TASK TO COMPLETE - Rewrite the stretch of the accessible travel text from "Recent research found" through "who has a key.", replacing "in advance" with "ahead of time".

Many bus and train companies also have a service called ‘Passenger Assist’ where staff help people to get on and off or let them know if their stop is being approached. What is available can differ quite significantly between providers though, and some services need to be pre-booked 24 hours in advance. It is therefore worth contacting the operator of the services you want to use before you travel to talk to them about any additional support they can give. Many of them also provide this information in different formats, such as large print or Braille, if that is more helpful.

It is also worth knowing what your legal rights are. For instance, if the train the person you care for is booked on isn’t accessible for them (for example if it has been replaced by an older model or with an inaccessible rail replacement bus) then the train company has a legal duty to make sure that they still reach their destination. The company must therefore give them a space on another train or cover the cost of an accessible taxi instead. Or if you get off a train and find that the platform has no step-free access, then station staff have a duty to get you to the next accessible station.

Some services also offer free or discounted travel. Older people and people with disabilities are able to travel for free on any local buses in England between 9.30am and 11pm on weekdays and any time on weekends and bank holidays. Some councils extend this to allow free travel at any time, and some also allow you as their carer to travel with them for free as well. The person you care for can access this by applying online for either an older person's bus pass or for a disabled person's bus pass.

If you use trains regularly, it might be worth buying a Disabled Persons Railcard. For adults, this costs £20 for one year or £54 for three years and gives the person you care for a third off the cost of their rail travel. You would also get a third off of your ticket too if you travel with them as their carer.

If the person you care for is travelling to or from an NHS hospital appointment, then they might also be eligible to claim the cost back through the Healthcare Travel Costs Scheme. Or if you need help getting the person you care for to other medical appointments such as the GP, dentist or optician, then you could look into whether your local area has a community transport scheme. These usually offer low-cost or free 'Dial-a-Ride' services giving you transport door-to-door if it’s too difficult to take a normal bus.

For anyone who is lucky enough to have never needed to find an accessible toilet, this can seem like a relatively minor issue. But for some carers, having access to one can be a deal-breaker for whether or not they are able to take their friend or relative out and about.

Recent research found that only one third of the UK’s 13,552 public toilets are accessible, and that there are massive regional variations. In Edinburgh, for example, 67% are wheelchair accessible, whereas in London only 37% are. [2] It is therefore a good idea to find which toilets are accessible in advance if possible. Take a look at The Great British Public Toilet Map to see where the nearest accessible toilets are to the place you are visiting.

You may also want to purchase a RADAR key in advance too. They cost around £5 and are available either from your local authority or online – look for the official N&C Phlexicare key. This will allow you to access one of the 9,000 accessible toilets that are part of the National Key Scheme (NKS), meaning they are locked to the general public and only able to be used by a person with a disability who has a key.

You may find that even toilets that are technically classed as accessible still do not have enough space or the right equipment for your friend or relative to use them. If this is the case for you, look out for what are known as 'Changing Places' toilets. They are much bigger than standard accessible toilets, have a height-adjustable changing bench, a hoist and a screen or curtain to allow the person you are helping to have some privacy.

INFORMATION GIVEN -
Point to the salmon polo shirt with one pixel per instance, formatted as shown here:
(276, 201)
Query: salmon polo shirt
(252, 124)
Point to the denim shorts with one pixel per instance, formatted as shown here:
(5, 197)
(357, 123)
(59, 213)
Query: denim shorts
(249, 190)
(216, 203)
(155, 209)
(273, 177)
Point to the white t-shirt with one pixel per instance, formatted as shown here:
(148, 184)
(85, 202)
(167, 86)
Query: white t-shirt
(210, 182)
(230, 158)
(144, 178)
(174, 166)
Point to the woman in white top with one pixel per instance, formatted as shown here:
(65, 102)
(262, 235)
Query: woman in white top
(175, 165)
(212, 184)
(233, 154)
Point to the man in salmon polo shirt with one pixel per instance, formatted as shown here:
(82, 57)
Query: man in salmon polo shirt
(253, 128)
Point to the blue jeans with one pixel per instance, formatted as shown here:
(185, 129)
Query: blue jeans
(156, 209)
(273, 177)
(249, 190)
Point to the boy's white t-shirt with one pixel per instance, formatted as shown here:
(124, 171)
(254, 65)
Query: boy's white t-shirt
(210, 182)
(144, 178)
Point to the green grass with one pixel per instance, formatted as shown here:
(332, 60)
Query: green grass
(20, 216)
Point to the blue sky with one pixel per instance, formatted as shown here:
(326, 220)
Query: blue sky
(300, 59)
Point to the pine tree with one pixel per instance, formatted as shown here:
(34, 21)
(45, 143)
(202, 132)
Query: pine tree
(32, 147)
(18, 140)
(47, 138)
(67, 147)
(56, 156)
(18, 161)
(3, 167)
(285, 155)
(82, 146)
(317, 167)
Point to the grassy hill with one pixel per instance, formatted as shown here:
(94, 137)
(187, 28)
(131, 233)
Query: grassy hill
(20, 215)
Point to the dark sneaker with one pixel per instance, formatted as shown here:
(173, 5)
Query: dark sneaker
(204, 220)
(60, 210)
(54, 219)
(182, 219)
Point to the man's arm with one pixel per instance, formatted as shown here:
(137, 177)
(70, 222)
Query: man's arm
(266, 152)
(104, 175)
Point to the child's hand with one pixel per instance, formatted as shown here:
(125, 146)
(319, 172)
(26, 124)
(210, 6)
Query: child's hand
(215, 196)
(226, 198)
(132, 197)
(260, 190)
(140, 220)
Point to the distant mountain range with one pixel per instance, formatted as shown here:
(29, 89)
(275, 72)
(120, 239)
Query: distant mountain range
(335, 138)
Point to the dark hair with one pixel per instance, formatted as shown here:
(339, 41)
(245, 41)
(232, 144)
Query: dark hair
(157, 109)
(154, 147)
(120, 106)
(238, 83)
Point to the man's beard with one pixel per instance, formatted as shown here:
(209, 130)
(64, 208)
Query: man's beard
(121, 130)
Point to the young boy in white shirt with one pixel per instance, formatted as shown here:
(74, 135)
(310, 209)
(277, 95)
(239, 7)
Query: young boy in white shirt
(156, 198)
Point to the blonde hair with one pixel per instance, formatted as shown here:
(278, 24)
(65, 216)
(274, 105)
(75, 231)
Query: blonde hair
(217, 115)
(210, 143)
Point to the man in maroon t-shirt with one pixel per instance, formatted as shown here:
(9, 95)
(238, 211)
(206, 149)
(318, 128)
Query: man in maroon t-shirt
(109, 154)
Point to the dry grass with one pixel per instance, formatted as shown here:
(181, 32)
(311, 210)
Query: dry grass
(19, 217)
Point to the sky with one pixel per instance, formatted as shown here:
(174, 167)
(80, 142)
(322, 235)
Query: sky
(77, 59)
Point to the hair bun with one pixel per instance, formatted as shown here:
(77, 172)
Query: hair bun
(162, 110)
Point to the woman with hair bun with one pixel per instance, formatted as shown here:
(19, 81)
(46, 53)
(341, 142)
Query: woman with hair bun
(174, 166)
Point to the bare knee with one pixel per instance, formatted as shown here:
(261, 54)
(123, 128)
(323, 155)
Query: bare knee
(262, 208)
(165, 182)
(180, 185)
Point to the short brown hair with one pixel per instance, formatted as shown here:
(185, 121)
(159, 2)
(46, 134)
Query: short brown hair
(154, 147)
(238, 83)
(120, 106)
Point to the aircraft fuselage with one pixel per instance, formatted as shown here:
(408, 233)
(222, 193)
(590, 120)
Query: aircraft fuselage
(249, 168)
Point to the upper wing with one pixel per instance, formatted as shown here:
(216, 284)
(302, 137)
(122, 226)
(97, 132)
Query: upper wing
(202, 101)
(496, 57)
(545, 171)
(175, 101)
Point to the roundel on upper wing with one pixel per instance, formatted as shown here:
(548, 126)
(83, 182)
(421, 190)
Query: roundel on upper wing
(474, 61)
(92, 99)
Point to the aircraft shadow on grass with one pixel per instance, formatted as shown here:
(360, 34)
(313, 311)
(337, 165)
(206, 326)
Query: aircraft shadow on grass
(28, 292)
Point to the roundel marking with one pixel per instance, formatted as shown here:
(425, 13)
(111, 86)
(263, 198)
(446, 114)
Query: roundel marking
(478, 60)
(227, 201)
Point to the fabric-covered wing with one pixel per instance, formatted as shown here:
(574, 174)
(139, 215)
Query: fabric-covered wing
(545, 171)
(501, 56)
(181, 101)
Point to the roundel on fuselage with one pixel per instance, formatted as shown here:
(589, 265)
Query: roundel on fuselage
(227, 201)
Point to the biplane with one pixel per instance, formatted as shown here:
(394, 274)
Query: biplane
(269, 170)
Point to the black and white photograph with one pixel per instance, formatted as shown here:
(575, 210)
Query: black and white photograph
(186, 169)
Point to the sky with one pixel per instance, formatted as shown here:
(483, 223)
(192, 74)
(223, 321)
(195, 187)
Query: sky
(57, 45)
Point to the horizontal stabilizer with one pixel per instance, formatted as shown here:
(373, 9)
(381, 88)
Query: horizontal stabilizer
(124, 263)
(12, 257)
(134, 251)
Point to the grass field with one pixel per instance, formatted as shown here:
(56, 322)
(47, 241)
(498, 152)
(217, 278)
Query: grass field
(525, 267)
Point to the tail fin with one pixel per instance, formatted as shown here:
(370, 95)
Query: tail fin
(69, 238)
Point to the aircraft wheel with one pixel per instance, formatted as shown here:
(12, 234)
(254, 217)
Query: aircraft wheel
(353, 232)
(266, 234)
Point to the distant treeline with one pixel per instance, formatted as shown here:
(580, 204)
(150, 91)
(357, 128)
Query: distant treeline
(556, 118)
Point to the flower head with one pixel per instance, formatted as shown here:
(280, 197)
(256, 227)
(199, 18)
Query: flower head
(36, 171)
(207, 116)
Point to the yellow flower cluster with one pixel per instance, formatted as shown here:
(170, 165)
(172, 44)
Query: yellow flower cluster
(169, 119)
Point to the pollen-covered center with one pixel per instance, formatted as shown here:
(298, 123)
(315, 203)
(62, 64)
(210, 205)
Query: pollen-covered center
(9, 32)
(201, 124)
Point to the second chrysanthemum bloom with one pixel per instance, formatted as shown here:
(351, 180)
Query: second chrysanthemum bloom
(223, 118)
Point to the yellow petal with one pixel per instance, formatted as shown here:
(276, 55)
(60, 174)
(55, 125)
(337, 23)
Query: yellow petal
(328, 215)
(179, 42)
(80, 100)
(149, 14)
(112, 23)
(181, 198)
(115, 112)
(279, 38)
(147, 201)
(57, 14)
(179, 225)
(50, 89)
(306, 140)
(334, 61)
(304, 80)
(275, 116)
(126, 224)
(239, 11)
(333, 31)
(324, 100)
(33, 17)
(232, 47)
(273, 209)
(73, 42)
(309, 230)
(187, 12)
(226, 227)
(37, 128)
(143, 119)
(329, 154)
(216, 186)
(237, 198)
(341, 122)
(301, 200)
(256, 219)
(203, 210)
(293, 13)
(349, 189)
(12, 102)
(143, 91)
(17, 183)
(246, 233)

WRITTEN SOLUTION -
Recent research found that only one third of the UK’s 13,552 public toilets are accessible, and that there are massive regional variations. In Edinburgh, for example, 67% are wheelchair accessible, whereas in London only 37% are. [2] It is therefore a good idea to find which toilets are accessible ahead of time if possible. Take a look at The Great British Public Toilet Map to see where the nearest accessible toilets are to the place you are visiting.

You may also want to purchase a RADAR key ahead of time too. They cost around £5 and are available either from your local authority or online – look for the official N&C Phlexicare key. This will allow you to access one of the 9,000 accessible toilets that are part of the National Key Scheme (NKS), meaning they are locked to the general public and only able to be used by a person with a disability who has a key.